Natural language region descriptions
- Opening Delimiter -

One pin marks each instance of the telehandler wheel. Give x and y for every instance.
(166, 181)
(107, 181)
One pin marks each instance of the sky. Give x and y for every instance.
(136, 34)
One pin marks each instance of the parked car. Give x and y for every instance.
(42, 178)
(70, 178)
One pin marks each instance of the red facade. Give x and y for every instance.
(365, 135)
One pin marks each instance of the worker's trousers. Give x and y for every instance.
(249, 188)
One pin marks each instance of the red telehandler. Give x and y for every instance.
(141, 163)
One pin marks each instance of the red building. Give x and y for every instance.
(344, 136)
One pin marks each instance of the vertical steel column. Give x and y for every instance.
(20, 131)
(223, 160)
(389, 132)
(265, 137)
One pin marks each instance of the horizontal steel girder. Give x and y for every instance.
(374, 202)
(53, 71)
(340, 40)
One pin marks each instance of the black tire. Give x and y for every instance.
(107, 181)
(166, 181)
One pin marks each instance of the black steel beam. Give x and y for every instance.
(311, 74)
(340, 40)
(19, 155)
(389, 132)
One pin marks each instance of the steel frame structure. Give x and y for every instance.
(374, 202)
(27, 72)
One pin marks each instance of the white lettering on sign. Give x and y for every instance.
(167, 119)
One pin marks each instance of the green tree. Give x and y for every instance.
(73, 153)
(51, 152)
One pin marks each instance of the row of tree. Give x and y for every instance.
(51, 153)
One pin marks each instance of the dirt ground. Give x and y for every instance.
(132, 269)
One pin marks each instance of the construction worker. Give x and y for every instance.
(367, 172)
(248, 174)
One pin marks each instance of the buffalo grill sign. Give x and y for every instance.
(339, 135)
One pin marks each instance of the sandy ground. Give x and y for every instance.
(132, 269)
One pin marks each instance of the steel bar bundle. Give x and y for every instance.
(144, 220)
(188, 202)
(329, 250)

- Closing Delimiter -

**WHAT TO DO**
The records above are to be repeated exactly, in their entirety.

**RESPONSE BELOW**
One pin marks each instance of the telehandler wheel. Give x and y for every instance.
(166, 181)
(107, 181)
One pin marks each instance of the sky. Give x and y for every instance.
(136, 34)
One pin marks each instance of the parked car. Give x and y for every instance.
(42, 178)
(70, 178)
One pin marks each instance of the red facade. Give x and y for every instance.
(365, 135)
One pin marks each instance of the worker's trousers. Give x and y for every instance.
(249, 188)
One pin marks each instance of the red telehandler. Give x and y for every instance.
(141, 163)
One pin marks each instance of the red building. Give x and y for every instance.
(344, 136)
One pin marks each instance of the vertical steel column. Give x and y for every instance.
(20, 131)
(223, 160)
(389, 132)
(265, 137)
One pin marks each instance of the horizontal steel girder. Give x and y for every instance.
(374, 202)
(53, 71)
(340, 40)
One pin marks each instance of the black tire. Give x and y for every instance.
(107, 181)
(166, 181)
One pin marks each instance of the black steel beam. Give x and y for every instance.
(311, 74)
(340, 40)
(19, 155)
(389, 132)
One pin marks each instance of the steel frame structure. Give x and y for every instance.
(374, 202)
(27, 72)
One pin marks each instance of the white lettering on sign. Give x and y for every instance.
(167, 119)
One pin marks each instance of the green tree. Give x and y for every instance.
(73, 153)
(51, 152)
One pin marks each instance of the row of tree. Give x and y for every instance.
(51, 153)
One pin marks each instance of the dirt ground. Give x and y for every instance.
(132, 269)
One pin marks each instance of the construction worker. Give x and y for every instance.
(367, 172)
(248, 174)
One pin marks each instance of the buffalo grill sign. Give x and y for every instance.
(339, 135)
One pin marks each instance of the sandy ground. Give x and y for every instance.
(132, 269)
One pin marks each instance of the steel bar bundle. Give x and y for every instance.
(144, 220)
(188, 202)
(329, 250)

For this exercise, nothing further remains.